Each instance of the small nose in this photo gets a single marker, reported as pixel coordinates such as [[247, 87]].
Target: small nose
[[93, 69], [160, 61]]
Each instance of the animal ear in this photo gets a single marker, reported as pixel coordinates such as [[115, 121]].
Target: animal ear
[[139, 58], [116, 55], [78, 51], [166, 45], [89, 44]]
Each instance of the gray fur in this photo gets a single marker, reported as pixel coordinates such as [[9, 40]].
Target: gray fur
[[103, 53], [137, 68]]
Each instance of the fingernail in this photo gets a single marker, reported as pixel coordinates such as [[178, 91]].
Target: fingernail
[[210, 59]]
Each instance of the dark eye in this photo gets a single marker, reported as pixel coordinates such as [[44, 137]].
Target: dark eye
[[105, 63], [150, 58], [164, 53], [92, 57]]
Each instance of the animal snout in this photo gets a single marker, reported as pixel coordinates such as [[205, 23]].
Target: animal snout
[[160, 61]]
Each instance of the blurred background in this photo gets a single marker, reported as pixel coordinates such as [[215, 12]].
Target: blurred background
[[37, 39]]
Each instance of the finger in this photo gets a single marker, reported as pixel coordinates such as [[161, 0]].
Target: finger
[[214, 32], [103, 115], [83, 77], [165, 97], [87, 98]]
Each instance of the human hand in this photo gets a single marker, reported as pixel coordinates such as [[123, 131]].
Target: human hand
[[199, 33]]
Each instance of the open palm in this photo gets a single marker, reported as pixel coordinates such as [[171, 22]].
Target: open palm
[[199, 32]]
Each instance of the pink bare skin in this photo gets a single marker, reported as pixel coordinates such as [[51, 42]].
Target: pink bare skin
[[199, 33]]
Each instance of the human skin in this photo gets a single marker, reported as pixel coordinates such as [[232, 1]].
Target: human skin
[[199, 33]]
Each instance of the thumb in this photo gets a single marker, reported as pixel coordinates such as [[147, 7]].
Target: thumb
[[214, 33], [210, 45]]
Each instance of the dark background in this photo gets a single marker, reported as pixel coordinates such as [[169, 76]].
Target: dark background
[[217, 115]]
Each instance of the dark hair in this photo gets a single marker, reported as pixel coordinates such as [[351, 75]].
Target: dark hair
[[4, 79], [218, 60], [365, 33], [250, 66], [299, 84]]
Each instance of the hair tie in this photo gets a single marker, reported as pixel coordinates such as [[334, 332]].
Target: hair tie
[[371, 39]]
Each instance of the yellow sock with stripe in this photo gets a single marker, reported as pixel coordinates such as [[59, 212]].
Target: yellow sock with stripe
==========
▶ _Job_
Please repeat the listing exactly, with nothing left out.

▶ _Solution below_
Each instance of the small nose in this photo gets a single marker, reported as pixel coordinates such as [[247, 87]].
Target: small nose
[[93, 69], [160, 61]]
Each instance of the animal ear in this photo gets a single marker, reported as pixel coordinates such as [[115, 121]].
Target: animal ear
[[139, 58], [116, 55], [78, 51], [166, 45], [89, 44]]
Each instance of the gray fur in this photo gets a single marker, reported as pixel coordinates such as [[9, 40]].
Target: gray fur
[[103, 53], [137, 68]]
Each instance of the fingernail in this photo gets a single marker, reported as pixel coordinates such as [[178, 91]].
Target: fingernail
[[210, 59]]
Each instance of the dark eye in this photo gets a single marker, reported as pixel coordinates such as [[44, 137]].
Target: dark eye
[[105, 63], [150, 58], [164, 53], [92, 57]]
Each instance of the animal snout in this photo gets a single marker, reported as pixel coordinates such as [[205, 23]].
Target: animal snout
[[160, 61]]
Each instance of the blurred background in this photo gets a single marker, reported as pixel coordinates such as [[215, 12]].
Target: blurred background
[[37, 39]]
Each instance of the finger in this photo gets a single marker, reported as pixel coordinates such as [[161, 0]].
Target: finger
[[214, 32], [103, 115], [83, 77], [165, 97], [87, 98]]
Each instance of the human hand in this photo gets a single marker, reported as pixel coordinates such as [[123, 131]].
Target: human hand
[[199, 33]]
Each instance of the open palm in this photo gets a single marker, reported as pixel coordinates such as [[171, 22]].
Target: open palm
[[199, 32]]
Each instance of the pink bare skin in this photo gets a single marker, reported as pixel coordinates such as [[51, 42]].
Target: pink bare skin
[[199, 33]]
Each instance of the human skin in this photo gets a single marker, reported as pixel coordinates such as [[232, 1]].
Target: human skin
[[199, 33]]
Each instance of the thumb in this photo gets a single marker, reported as pixel coordinates such as [[147, 7]].
Target: thumb
[[214, 33], [210, 45]]
Each instance of the dark background in this photo gets a single marker, reported as pixel coordinates such as [[169, 76]].
Target: dark background
[[217, 115]]
Each instance of the dark hair in this photo gets a single marker, reported as pixel coordinates such as [[351, 75]].
Target: dark hair
[[4, 79], [218, 60], [365, 33], [250, 66], [299, 84]]
Each instance of the hair tie in this photo gets a single marker, reported as pixel coordinates such as [[334, 332]].
Target: hair tie
[[371, 39]]
Each instance of the yellow sock with stripe in this photo gets a single marker, reported as pixel coordinates such as [[59, 212]].
Target: yellow sock with stripe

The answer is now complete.